Extracted information ▸
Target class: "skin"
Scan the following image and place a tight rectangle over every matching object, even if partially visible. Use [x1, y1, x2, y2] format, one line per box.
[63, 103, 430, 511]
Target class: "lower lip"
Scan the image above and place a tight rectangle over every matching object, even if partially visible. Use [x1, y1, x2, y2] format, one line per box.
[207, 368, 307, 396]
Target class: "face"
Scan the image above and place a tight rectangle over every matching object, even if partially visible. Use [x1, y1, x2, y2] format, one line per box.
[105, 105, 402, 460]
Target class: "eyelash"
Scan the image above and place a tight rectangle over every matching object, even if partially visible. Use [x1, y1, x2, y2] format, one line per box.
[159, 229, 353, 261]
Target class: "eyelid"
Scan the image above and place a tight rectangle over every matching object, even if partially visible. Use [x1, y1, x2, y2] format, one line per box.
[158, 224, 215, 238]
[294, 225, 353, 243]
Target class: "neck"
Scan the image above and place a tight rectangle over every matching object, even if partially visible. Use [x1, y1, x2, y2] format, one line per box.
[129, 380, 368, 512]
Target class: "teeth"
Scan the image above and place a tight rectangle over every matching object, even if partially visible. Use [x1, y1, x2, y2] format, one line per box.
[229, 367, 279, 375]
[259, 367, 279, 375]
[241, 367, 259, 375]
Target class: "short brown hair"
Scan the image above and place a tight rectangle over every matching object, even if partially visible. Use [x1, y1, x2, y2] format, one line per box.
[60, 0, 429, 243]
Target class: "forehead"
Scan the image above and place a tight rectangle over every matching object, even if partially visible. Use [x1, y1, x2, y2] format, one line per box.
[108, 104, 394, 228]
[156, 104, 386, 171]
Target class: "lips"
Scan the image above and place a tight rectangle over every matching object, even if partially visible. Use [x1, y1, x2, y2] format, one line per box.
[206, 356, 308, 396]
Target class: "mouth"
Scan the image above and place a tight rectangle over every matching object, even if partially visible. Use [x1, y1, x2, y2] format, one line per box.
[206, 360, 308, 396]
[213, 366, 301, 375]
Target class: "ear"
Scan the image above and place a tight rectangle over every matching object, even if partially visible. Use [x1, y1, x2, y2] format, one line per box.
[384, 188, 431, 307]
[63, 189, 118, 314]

Task to carry out ▸ Scan the lines above for the word "class", then copy each line that has it.

Expected answer ▸
Target class: "skin"
Target class: "lower lip"
Target class: "face"
Target class: "eyelash"
Target class: "eyelid"
Target class: "neck"
Target class: "teeth"
Target class: "short brown hair"
Target class: "forehead"
Target class: "lips"
Target class: "mouth"
Target class: "ear"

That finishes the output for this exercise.